▶ **Fragmento**:
Momentos Altos
Camino dos minutos pisando hojas caídas de los olmos de Santa Clara. A través de los auriculares oigo el andante del concierto 2 para piano de Rachmaninov, plas, plas, plas… Saludo al vecino José Antonio en la parada del bus número 6, y veo nubes blancas entre cielo azul. El piano gotea unas notas alternadas con la flauta, interpretadas para mí por Lang Lang…, el mundo está bien hecho en noviembre.
Esa mañana de martes sacudo las sábanas para algo parecido a hacer la cama. Oigo RNE y a la pareja de locutores que emiten Sinfonía De La Mañana desde hace una hora. Hacen bueno el comienzo del día con su buen humor y su música.
Me voy mentalmente a Auckland, Nueva Zelanda. Allí son las cuatro de la madrugada, doce horas más adelante en el reloj, las antípodas: los más duermen, hacen pan, languidecen en la cama de un hospital, velan, limpian calles, o están de parto.

▶ **Consigna 1**: Extrae del fragmento el texto que comienza con "Me voy mentalmente" y continúa hasta "están de parto.".
▶ **Consigna 2**: Prosigue el fragmento sobre la mañana de noviembre a partir de su última oración.

▶ **Material mostrado**:
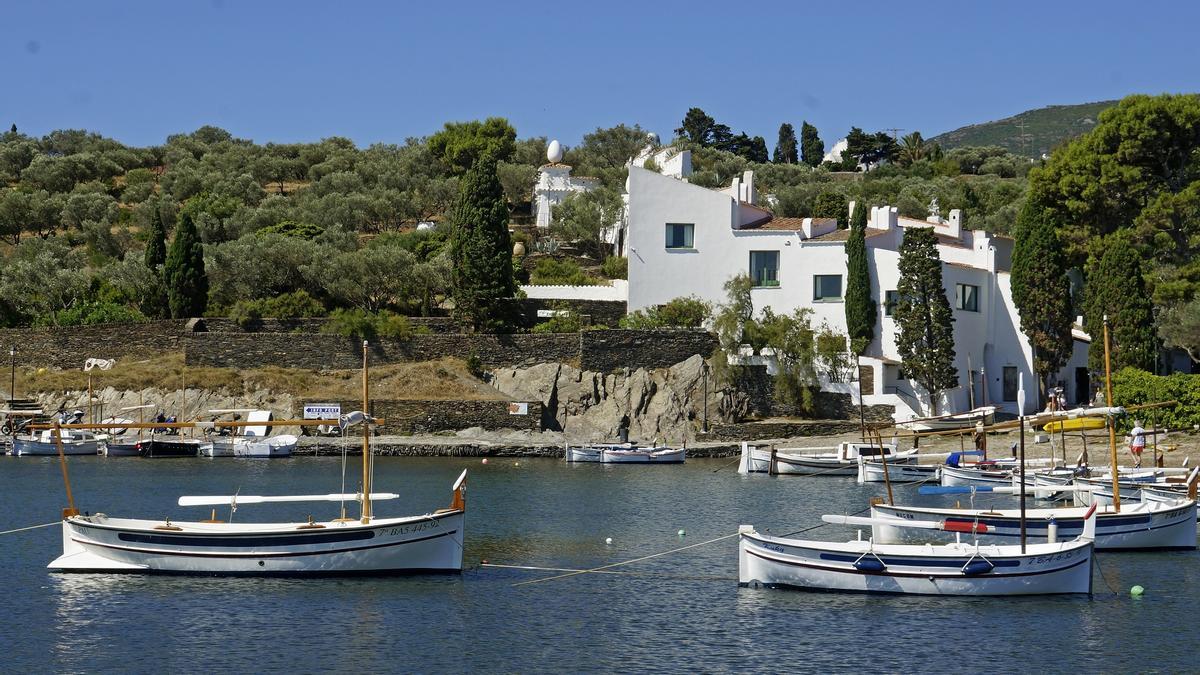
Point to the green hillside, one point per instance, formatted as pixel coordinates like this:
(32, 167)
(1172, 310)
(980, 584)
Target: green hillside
(1031, 132)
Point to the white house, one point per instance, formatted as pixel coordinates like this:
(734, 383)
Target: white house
(689, 240)
(555, 183)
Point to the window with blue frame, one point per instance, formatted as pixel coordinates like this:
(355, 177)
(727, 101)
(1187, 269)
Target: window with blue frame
(681, 236)
(827, 288)
(765, 268)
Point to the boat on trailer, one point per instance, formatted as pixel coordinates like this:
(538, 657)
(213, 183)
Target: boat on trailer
(957, 568)
(984, 414)
(1138, 526)
(431, 542)
(625, 453)
(841, 461)
(75, 442)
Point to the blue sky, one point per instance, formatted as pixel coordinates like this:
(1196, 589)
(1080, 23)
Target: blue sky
(384, 71)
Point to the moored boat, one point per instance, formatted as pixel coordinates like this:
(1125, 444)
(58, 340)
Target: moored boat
(75, 442)
(958, 568)
(171, 447)
(1138, 526)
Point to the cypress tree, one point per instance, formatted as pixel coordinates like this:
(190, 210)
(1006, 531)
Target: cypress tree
(156, 246)
(861, 312)
(1042, 291)
(187, 285)
(480, 249)
(924, 323)
(1115, 287)
(785, 148)
(811, 147)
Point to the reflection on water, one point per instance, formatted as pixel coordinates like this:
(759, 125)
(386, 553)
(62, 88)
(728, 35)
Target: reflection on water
(678, 613)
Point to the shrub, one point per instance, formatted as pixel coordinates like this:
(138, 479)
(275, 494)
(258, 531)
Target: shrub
(679, 312)
(298, 304)
(616, 267)
(87, 314)
(1132, 387)
(551, 272)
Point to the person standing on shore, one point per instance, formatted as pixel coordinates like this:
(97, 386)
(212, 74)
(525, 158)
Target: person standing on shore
(1137, 443)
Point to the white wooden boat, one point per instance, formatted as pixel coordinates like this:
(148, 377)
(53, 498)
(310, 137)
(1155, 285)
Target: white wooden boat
(958, 568)
(432, 542)
(418, 543)
(75, 442)
(843, 461)
(625, 453)
(951, 422)
(1139, 526)
(271, 447)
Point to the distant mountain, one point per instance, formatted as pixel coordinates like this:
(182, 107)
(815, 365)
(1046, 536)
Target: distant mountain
(1031, 132)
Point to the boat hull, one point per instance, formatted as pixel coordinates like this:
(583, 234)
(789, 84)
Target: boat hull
(966, 476)
(915, 569)
(1144, 526)
(625, 454)
(171, 448)
(28, 447)
(873, 472)
(429, 543)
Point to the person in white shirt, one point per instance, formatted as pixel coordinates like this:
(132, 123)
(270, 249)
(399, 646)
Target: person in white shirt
(1137, 443)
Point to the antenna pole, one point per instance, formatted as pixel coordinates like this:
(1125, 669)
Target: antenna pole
(1111, 420)
(366, 441)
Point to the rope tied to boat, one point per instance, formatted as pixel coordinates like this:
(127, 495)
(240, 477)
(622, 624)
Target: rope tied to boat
(30, 527)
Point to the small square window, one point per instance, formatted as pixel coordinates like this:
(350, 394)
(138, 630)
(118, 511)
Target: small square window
(966, 297)
(827, 287)
(681, 236)
(889, 302)
(765, 268)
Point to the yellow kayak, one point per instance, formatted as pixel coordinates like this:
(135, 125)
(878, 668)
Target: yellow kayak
(1077, 424)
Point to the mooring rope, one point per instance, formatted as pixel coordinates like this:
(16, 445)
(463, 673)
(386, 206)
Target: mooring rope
(30, 527)
(610, 566)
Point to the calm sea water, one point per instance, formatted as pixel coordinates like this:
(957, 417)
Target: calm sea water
(679, 613)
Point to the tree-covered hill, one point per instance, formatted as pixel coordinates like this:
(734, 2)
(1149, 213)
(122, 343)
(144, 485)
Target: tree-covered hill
(1029, 133)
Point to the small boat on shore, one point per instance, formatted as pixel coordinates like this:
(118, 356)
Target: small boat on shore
(984, 414)
(625, 453)
(171, 447)
(75, 442)
(957, 568)
(841, 461)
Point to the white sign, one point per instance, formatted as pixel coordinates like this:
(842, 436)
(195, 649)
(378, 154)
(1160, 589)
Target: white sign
(322, 411)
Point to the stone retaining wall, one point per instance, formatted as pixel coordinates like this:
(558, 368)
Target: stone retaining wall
(430, 417)
(605, 351)
(760, 430)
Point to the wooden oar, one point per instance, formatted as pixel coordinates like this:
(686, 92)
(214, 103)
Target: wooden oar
(241, 500)
(945, 525)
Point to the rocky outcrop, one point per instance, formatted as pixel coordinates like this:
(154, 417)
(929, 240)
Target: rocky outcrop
(661, 404)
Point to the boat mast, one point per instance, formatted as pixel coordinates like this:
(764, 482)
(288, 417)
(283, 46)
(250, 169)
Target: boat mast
(366, 441)
(1111, 420)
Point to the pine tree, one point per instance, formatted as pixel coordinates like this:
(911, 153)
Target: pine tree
(785, 148)
(1115, 287)
(924, 323)
(480, 249)
(156, 246)
(811, 147)
(861, 312)
(187, 285)
(1042, 291)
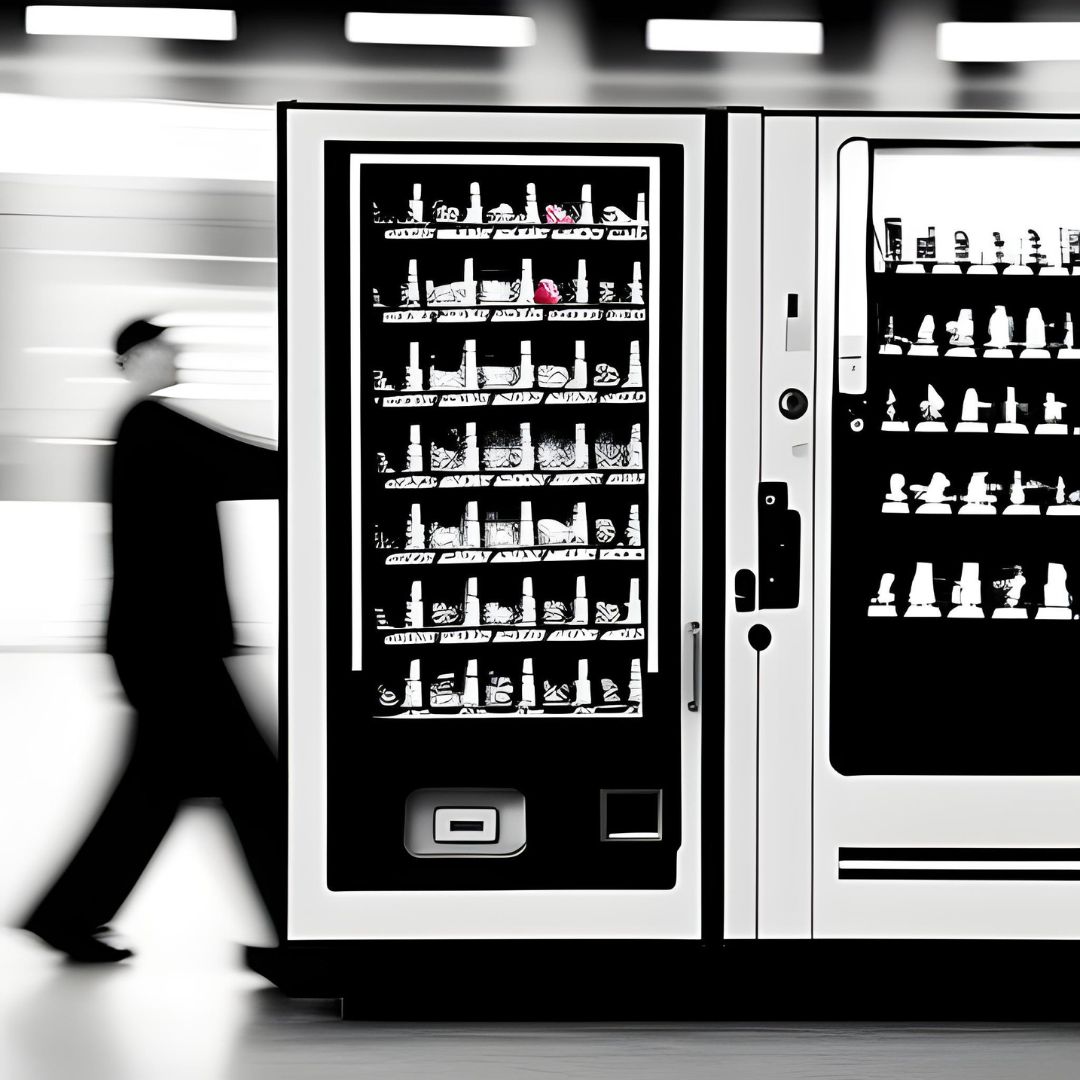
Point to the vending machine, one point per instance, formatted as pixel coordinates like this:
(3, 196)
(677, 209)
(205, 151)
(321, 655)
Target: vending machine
(493, 340)
(902, 756)
(678, 544)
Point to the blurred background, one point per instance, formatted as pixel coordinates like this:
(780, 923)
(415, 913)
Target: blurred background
(137, 179)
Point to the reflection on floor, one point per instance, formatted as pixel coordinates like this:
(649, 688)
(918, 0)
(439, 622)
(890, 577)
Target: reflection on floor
(173, 1021)
(185, 1010)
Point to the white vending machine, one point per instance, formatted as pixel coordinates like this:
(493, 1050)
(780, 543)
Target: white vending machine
(564, 392)
(903, 463)
(491, 329)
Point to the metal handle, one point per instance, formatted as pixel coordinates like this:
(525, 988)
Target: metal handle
(694, 631)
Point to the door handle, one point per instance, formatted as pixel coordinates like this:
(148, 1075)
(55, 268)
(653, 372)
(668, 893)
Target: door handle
(694, 631)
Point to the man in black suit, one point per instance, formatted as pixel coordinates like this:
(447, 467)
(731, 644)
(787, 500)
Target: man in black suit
(170, 629)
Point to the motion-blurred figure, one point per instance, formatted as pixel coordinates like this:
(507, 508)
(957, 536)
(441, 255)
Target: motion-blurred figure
(170, 629)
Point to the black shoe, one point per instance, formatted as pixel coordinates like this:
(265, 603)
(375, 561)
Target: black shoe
(81, 946)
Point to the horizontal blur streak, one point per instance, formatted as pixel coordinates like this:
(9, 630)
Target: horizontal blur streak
(1008, 42)
(62, 137)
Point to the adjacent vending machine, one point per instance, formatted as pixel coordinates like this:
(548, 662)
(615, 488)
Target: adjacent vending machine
(902, 756)
(679, 539)
(493, 328)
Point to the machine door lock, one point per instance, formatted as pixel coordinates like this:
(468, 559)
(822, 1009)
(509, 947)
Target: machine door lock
(779, 528)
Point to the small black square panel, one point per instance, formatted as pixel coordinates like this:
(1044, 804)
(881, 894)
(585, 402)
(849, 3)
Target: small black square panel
(631, 814)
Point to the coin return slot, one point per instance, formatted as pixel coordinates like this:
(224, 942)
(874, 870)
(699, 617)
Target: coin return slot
(633, 814)
(466, 825)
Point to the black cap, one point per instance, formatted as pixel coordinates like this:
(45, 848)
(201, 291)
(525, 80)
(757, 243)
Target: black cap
(135, 334)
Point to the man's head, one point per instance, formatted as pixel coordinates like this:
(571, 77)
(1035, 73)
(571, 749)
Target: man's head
(147, 359)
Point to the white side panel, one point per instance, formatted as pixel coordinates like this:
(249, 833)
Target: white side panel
(921, 811)
(315, 913)
(743, 458)
(786, 684)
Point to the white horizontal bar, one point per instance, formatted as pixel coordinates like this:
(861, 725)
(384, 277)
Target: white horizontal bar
(199, 24)
(960, 864)
(77, 442)
(230, 318)
(400, 28)
(137, 255)
(68, 350)
(733, 36)
(1008, 42)
(218, 391)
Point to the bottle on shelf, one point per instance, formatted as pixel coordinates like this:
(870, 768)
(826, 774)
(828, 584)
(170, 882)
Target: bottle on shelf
(921, 598)
(968, 594)
(883, 605)
(895, 500)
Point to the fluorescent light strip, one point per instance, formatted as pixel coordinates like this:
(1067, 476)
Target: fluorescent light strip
(1008, 42)
(733, 36)
(137, 255)
(199, 24)
(399, 28)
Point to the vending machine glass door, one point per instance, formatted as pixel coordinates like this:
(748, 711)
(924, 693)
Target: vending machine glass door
(493, 374)
(946, 761)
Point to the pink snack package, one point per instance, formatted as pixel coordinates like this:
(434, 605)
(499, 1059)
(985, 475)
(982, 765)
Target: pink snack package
(547, 292)
(555, 215)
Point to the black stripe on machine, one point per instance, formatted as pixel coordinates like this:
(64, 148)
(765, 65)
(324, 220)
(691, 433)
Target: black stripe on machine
(959, 864)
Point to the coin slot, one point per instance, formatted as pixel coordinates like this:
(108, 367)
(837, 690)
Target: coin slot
(631, 814)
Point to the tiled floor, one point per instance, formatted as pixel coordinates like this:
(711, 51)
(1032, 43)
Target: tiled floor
(185, 1009)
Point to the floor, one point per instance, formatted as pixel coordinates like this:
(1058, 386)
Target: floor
(185, 1008)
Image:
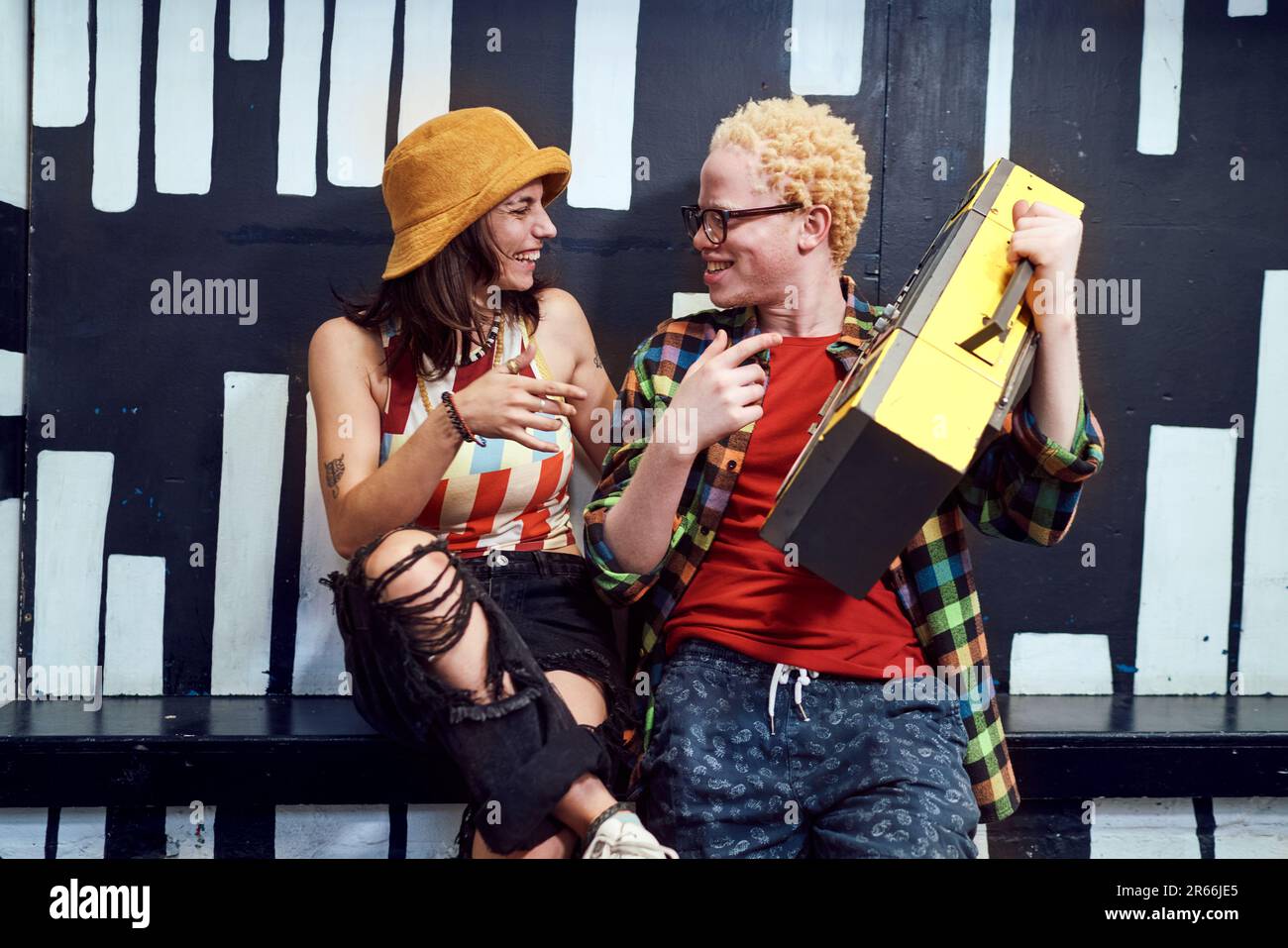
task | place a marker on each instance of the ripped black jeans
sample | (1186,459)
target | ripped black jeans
(518,754)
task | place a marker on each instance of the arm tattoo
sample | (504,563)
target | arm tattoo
(334,472)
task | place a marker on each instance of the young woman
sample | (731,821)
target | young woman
(446,411)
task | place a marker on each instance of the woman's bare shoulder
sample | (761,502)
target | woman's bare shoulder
(561,309)
(340,347)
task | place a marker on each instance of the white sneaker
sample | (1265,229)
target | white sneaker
(625,839)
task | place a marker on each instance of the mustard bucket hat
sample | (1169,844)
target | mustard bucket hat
(451,170)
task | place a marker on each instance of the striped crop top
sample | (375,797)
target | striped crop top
(503,496)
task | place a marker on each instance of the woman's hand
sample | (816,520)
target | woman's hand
(503,404)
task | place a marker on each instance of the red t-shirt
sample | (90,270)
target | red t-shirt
(745,595)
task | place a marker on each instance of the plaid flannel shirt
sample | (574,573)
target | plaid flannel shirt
(1022,485)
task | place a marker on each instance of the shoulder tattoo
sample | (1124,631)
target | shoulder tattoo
(334,472)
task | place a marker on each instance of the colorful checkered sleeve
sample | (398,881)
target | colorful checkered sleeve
(1025,485)
(614,583)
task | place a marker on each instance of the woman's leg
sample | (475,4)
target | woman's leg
(428,586)
(587,700)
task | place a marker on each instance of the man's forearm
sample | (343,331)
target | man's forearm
(1056,381)
(638,528)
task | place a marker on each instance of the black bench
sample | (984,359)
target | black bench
(317,750)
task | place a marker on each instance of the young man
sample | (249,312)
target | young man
(845,766)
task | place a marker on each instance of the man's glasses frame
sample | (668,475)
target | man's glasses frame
(715,220)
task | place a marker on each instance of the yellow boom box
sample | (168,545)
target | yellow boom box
(945,364)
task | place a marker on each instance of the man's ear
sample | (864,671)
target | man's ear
(818,224)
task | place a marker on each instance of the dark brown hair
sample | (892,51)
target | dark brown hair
(437,299)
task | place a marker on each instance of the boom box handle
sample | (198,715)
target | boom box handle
(1001,320)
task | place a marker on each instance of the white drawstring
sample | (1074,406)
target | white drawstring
(782,675)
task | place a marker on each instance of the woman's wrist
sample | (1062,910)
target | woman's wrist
(459,423)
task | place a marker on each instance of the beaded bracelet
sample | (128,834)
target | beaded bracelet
(462,428)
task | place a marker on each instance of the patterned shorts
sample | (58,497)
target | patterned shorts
(864,776)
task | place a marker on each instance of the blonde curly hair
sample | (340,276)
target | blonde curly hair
(809,155)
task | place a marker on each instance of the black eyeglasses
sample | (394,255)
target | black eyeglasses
(715,220)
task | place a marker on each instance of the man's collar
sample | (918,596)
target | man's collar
(855,327)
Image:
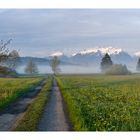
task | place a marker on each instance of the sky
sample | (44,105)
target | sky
(40,32)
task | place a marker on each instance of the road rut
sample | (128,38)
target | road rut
(54,117)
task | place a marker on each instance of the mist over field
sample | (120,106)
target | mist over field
(69,69)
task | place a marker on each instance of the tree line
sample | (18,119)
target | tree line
(9,60)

▶ **Tu respuesta 1**:
Me voy mentalmente a Auckland, Nueva Zelanda. Allí son las cuatro de la madrugada, doce horas más adelante en el reloj, las antípodas: los más duermen, hacen pan, languidecen en la cama de un hospital, velan, limpian calles, o están de parto.

▶ **Tu respuesta 2**:
El “simultaneísmo” me permite estar ahora en todas partes. Y me voy a Lima, donde mi primo Albert, con seis horas de retraso respecto de Europa: ahí son las diez de la mañana y dan clase, caminan, reciben clase, conducen bus, dan pienso a las gallinas.
Ejercito el ‘simultaneísmo’ e intento evocar a todo el mundo, solidarizarme con los ocho mil millones de habitantes de la Tierra, los pobrecillos.
Momentos altos. Doloridos o mollares. Cada momento es potencialmente alto. ‘Todos los momentos son santos y buenos para los hijos de Dios’, decía mossèn Pere Ribot, en los veraneos de mi infancia.